§ WHAT YOU WILL DO
**a)** From the MPI tracing passage below, quote everything from "Another definition of" down to "pointers do exist.".
**b)** In the MPI tracing passage below, what operating system is MPI tracing currently available for?

§ SOURCE EXCERPT
______

Another definition of memory leaks that is commonly used, such as in the dbx debugging tool, says a memory leak is a dynamically-allocated block of memory that has no pointers pointing to it anywhere in the data space of the program. The definition of leaks used here includes this alternative definition, but also includes memory for which pointers do exist.
The Collector can collect data on calls to the Message Passing Interface (MPI) library. Currently, MPI tracing is only available for system running the Solaris OS. The functions for which data is collected are listed below.
MPI_Allgather |
MPI_Allgatherv |
MPI_Allreduce |
MPI_Alltoall |
MPI_Alltoallv |
MPI_Barrier |
MPI_Bcast |
MPI_Bsend |
MPI_Gather |
MPI_Gatherv |
MPI_Irecv |
MPI_Isend |
MPI_Recv |
MPI_Reduce |
MPI_Reduce_scatter |
MPI_Rsend |
MPI_Scan |
MPI_Scatter |
MPI_Scatterv |
MPI_Send |
MPI_Sendrecv |
MPI_Sendrecv_replace |
MPI_Ssend |
MPI_Wait |
MPI_Waitall |
MPI_Waitany |
MPI_Waitsome |
MPI_Win_fence |
MPI_Win_lock |
MPI tracing data is converted into the following metrics.
Table 2–4 MPI Tracing Metrics
Metric |
Definition |
---|---|
MPI Receives |
Number of receive operations in MPI functions that receive data |
MPI Bytes Received |
Number of bytes received in MPI functions |
MPI Sends |
Number of send operations in MPI functions that send data |
MPI Bytes Sent |
Number of bytes sent in MPI functions |
MPI Time |
Time spent in all calls to MPI functions |
Other MPI Calls |
Number of calls to other MPI functions |
The number of bytes recorded as received or sent is the buffer size given in the call. This number might be larger than the actual number of bytes received or sent. In the global communication functions and collective communication functions, the number of bytes sent or received is the maximum number, assuming direct interprocessor communication and no optimization of the data transfer or retransmission of the data.

______

§ DATA
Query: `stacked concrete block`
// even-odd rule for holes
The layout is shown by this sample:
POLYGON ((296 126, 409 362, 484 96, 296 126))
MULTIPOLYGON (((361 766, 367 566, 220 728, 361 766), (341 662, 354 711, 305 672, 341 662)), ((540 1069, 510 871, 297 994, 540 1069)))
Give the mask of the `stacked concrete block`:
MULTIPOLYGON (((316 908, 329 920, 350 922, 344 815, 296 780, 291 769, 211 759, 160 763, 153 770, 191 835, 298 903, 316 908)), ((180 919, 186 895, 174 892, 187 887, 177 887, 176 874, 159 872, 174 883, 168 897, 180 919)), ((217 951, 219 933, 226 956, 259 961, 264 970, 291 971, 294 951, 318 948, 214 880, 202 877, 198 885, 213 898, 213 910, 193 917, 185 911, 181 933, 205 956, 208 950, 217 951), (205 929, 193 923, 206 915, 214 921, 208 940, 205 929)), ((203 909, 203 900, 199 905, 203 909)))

______

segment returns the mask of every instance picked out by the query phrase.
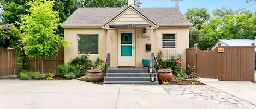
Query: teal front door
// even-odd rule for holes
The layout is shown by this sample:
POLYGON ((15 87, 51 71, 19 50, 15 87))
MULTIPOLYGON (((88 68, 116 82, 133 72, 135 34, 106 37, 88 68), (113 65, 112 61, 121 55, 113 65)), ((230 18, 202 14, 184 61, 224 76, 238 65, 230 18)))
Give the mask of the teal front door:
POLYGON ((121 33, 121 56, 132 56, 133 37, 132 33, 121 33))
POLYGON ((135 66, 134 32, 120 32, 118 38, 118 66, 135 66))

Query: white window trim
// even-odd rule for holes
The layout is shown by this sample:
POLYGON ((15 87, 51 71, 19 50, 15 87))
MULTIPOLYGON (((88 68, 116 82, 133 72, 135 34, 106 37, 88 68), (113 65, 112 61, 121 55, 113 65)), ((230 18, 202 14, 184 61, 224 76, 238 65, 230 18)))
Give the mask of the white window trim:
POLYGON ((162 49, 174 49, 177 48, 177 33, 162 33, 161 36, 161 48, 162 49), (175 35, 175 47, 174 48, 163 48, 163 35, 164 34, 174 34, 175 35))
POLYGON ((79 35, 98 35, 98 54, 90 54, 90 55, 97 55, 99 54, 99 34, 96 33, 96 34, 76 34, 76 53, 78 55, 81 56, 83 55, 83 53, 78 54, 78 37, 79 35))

______

§ IN RESPONSE
**a)**
Another definition of memory leaks that is commonly used, such as in the dbx debugging tool, says a memory leak is a dynamically-allocated block of memory that has no pointers pointing to it anywhere in the data space of the program. The definition of leaks used here includes this alternative definition, but also includes memory for which pointers do exist.

**b)** The Solaris OS.